§ **THE INPUT**:

┏━━

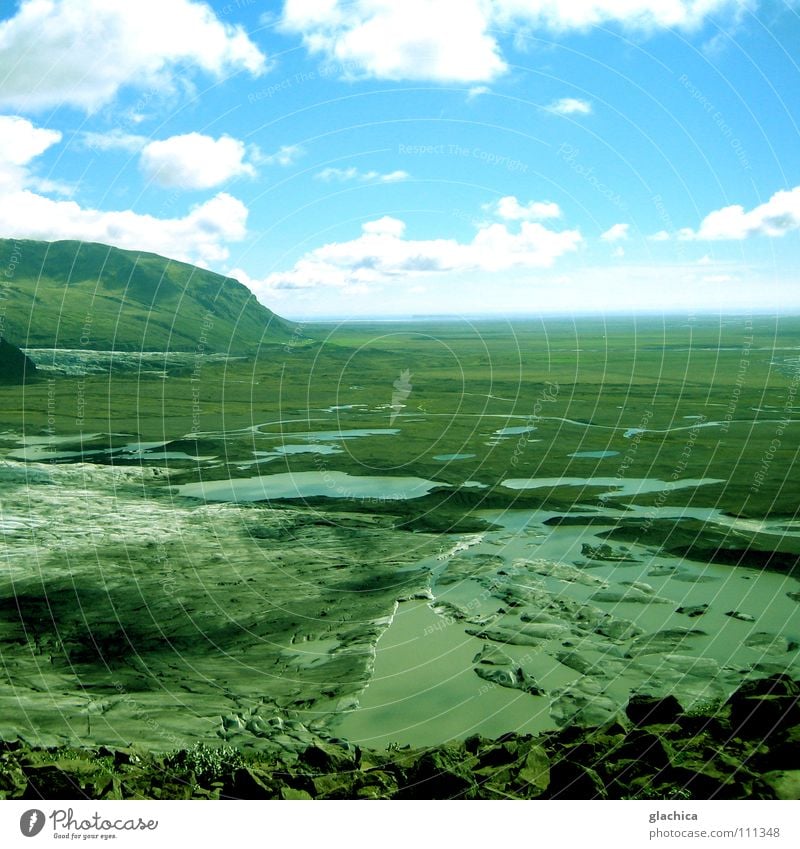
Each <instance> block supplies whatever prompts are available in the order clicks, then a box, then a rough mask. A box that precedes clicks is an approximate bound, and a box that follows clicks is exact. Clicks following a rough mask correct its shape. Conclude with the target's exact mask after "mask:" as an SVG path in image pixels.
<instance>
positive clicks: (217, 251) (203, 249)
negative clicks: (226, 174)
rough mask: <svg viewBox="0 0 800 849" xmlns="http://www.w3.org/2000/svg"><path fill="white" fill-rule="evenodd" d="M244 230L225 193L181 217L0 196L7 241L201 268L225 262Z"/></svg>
mask: <svg viewBox="0 0 800 849" xmlns="http://www.w3.org/2000/svg"><path fill="white" fill-rule="evenodd" d="M246 225H247V207H246V206H245V205H244V204H243V203H242V202H241V201H240V200H237V199H236V198H234V197H231V196H230V195H228V194H225V193H220V194H218V195H217V196H216V197H213V198H211V200H208V201H206V202H205V203H202V204H199V205H197V206H194V207H192V209H191V210H190V211H189V212H188V213H187V214H186V215H185V216H183V217H182V218H158V217H156V216H153V215H141V214H139V213H136V212H132V211H131V210H125V211H120V212H104V211H101V210H98V209H88V208H85V207H82V206H80V205H79V204H77V203H75V202H74V201H64V200H52V199H51V198H47V197H44V196H43V195H40V194H36V193H34V192H31V191H28V190H22V191H16V192H9V193H3V194H0V232H2V233H3V235H5V236H8V237H10V238H14V239H44V240H46V241H51V240H57V239H80V240H81V241H86V242H102V243H103V244H107V245H114V246H115V247H118V248H129V249H131V250H142V251H152V252H153V253H159V254H163V255H165V256H168V257H172V258H174V259H182V260H185V261H187V262H198V263H200V264H204V265H205V264H208V263H213V262H220V261H223V260H225V259H227V258H228V248H227V243H229V242H235V241H239V240H241V239H243V238H244V236H245V233H246Z"/></svg>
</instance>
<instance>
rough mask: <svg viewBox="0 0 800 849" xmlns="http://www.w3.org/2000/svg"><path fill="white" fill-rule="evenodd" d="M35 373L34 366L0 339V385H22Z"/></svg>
mask: <svg viewBox="0 0 800 849" xmlns="http://www.w3.org/2000/svg"><path fill="white" fill-rule="evenodd" d="M35 373H36V366H35V365H34V364H33V363H32V362H31V361H30V360H29V359H28V358H27V357H26V356H25V354H23V353H22V351H20V349H19V348H17V347H16V345H12V344H11V343H10V342H7V341H6V340H5V339H2V338H0V383H24V382H25V381H26V380H29V379H30V378H31V377H33V375H34V374H35Z"/></svg>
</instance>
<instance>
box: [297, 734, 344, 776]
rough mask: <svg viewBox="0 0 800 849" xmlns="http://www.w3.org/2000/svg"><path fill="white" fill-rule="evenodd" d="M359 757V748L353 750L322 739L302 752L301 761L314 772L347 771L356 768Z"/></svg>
mask: <svg viewBox="0 0 800 849" xmlns="http://www.w3.org/2000/svg"><path fill="white" fill-rule="evenodd" d="M357 757H358V750H357V749H356V750H355V751H352V752H351V751H349V750H348V749H346V748H344V747H343V746H337V745H335V744H333V743H330V742H327V743H326V742H323V741H322V740H320V741H318V742H317V743H316V744H315V745H313V746H309V747H308V748H307V749H305V751H303V752H301V753H300V762H301V763H302V764H303V765H304V766H307V767H309V768H310V769H312V770H314V772H319V773H332V772H345V771H350V770H353V769H355V767H356V765H357V764H356V761H357Z"/></svg>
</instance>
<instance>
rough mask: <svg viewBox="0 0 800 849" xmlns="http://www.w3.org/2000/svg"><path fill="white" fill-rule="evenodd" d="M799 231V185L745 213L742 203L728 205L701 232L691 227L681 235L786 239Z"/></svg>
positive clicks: (799, 206)
mask: <svg viewBox="0 0 800 849" xmlns="http://www.w3.org/2000/svg"><path fill="white" fill-rule="evenodd" d="M798 229H800V186H795V188H793V189H789V190H782V191H778V192H775V194H774V195H773V196H772V197H771V198H770V199H769V200H768V201H766V202H765V203H762V204H760V205H759V206H757V207H755V208H754V209H751V210H750V211H749V212H748V211H745V209H744V207H743V206H741V205H739V204H734V205H732V206H726V207H723V208H722V209H717V210H715V211H714V212H711V213H709V214H708V215H707V216H706V217H705V218H704V219H703V221H702V222H701V224H700V228H699V229H698V230H696V231H695V230H692V229H689V228H686V229H683V230H681V231H680V232H679V233H678V236H679V238H681V239H686V240H692V239H706V240H709V241H716V240H741V239H747V238H749V237H750V236H772V237H776V236H784V235H785V234H786V233H790V232H791V231H793V230H798Z"/></svg>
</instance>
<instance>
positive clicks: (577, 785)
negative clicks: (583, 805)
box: [546, 760, 608, 799]
mask: <svg viewBox="0 0 800 849" xmlns="http://www.w3.org/2000/svg"><path fill="white" fill-rule="evenodd" d="M546 798H548V799H606V798H608V791H607V790H606V786H605V782H604V781H603V780H602V779H601V778H600V776H599V775H598V774H597V772H595V770H593V769H592V768H591V767H588V766H583V765H582V764H579V763H574V762H572V761H568V760H560V761H555V762H554V763H553V764H552V765H551V767H550V786H549V789H548V791H547V794H546Z"/></svg>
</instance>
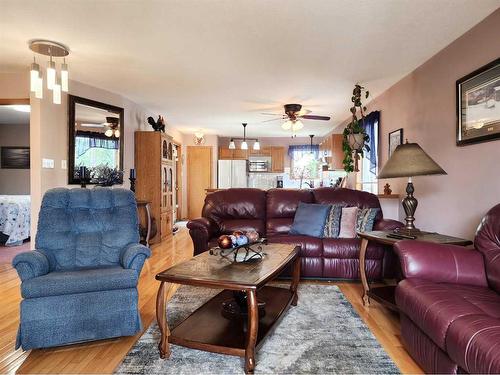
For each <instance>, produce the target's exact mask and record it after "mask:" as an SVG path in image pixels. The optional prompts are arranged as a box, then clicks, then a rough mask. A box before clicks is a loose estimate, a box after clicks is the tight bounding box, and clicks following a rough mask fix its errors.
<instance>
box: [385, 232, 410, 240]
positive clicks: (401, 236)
mask: <svg viewBox="0 0 500 375" xmlns="http://www.w3.org/2000/svg"><path fill="white" fill-rule="evenodd" d="M387 237H390V238H398V239H407V240H415V239H416V238H417V236H409V235H406V234H399V233H390V234H388V235H387Z"/></svg>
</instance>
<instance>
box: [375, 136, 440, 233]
mask: <svg viewBox="0 0 500 375" xmlns="http://www.w3.org/2000/svg"><path fill="white" fill-rule="evenodd" d="M431 174H446V172H445V171H444V170H443V168H441V167H440V166H439V165H438V164H437V163H436V162H435V161H434V160H432V158H431V157H430V156H429V155H427V153H426V152H425V151H424V150H422V148H421V147H420V146H419V145H418V144H417V143H408V140H407V141H406V143H404V144H401V145H399V146H398V147H396V149H395V150H394V152H393V153H392V155H391V156H390V157H389V160H387V163H385V165H384V167H383V168H382V170H381V171H380V173H379V174H378V178H379V179H383V178H396V177H408V185H406V197H405V198H404V199H403V201H402V202H401V204H402V205H403V208H404V210H405V213H406V218H405V226H404V227H402V228H398V229H396V230H395V232H397V233H400V234H403V235H407V236H415V235H417V234H419V233H420V230H419V229H417V228H415V225H414V223H413V222H414V221H415V216H414V215H415V210H416V209H417V205H418V201H417V199H416V198H415V197H414V196H413V192H414V191H415V189H414V188H413V182H412V180H411V179H412V177H414V176H426V175H431Z"/></svg>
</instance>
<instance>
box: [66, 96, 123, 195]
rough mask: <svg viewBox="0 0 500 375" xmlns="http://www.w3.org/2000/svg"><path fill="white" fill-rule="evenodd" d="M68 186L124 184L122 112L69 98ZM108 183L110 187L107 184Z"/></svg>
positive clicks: (102, 105)
mask: <svg viewBox="0 0 500 375" xmlns="http://www.w3.org/2000/svg"><path fill="white" fill-rule="evenodd" d="M68 102H69V108H68V119H69V120H68V124H69V133H68V135H69V138H68V140H69V142H68V143H69V155H68V161H69V163H68V183H69V184H80V183H81V182H82V179H81V176H80V175H81V171H82V167H85V169H84V170H86V175H85V176H84V177H85V179H86V183H88V184H104V185H106V184H108V185H113V184H119V183H122V182H123V136H124V131H123V117H124V115H123V113H124V111H123V108H119V107H115V106H113V105H110V104H105V103H100V102H96V101H94V100H90V99H85V98H80V97H78V96H73V95H69V101H68ZM106 181H107V182H108V183H106Z"/></svg>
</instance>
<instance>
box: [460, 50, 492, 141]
mask: <svg viewBox="0 0 500 375" xmlns="http://www.w3.org/2000/svg"><path fill="white" fill-rule="evenodd" d="M494 139H500V58H499V59H496V60H495V61H493V62H491V63H489V64H487V65H485V66H483V67H482V68H480V69H478V70H476V71H474V72H472V73H470V74H468V75H466V76H465V77H463V78H461V79H459V80H458V81H457V145H458V146H463V145H467V144H471V143H479V142H485V141H491V140H494Z"/></svg>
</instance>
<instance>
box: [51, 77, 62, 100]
mask: <svg viewBox="0 0 500 375" xmlns="http://www.w3.org/2000/svg"><path fill="white" fill-rule="evenodd" d="M52 102H53V103H54V104H61V82H59V81H56V83H54V86H53V87H52Z"/></svg>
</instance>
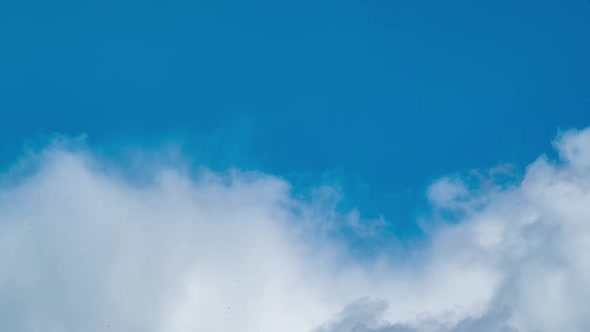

┗━━

§ **WHAT YOU NEED TO DO**: Take the lines from the start of the material to the line with "negative clicks: (226, 174)", both included, and transcribe them exactly without the pictures.

§ **ANSWER TO THE PROBLEM**:
Each <instance> block supplies whatever prompts are available in the order clicks, then a box, then a rough mask. A box that precedes clicks is an approximate bound, and a box that follows clicks is exact. Clicks following a rough mask correct its shape. Conclude with the target's exact mask after "mask:" as an SVG path in image pixels.
<instance>
positive clicks: (217, 251) (203, 249)
negative clicks: (226, 174)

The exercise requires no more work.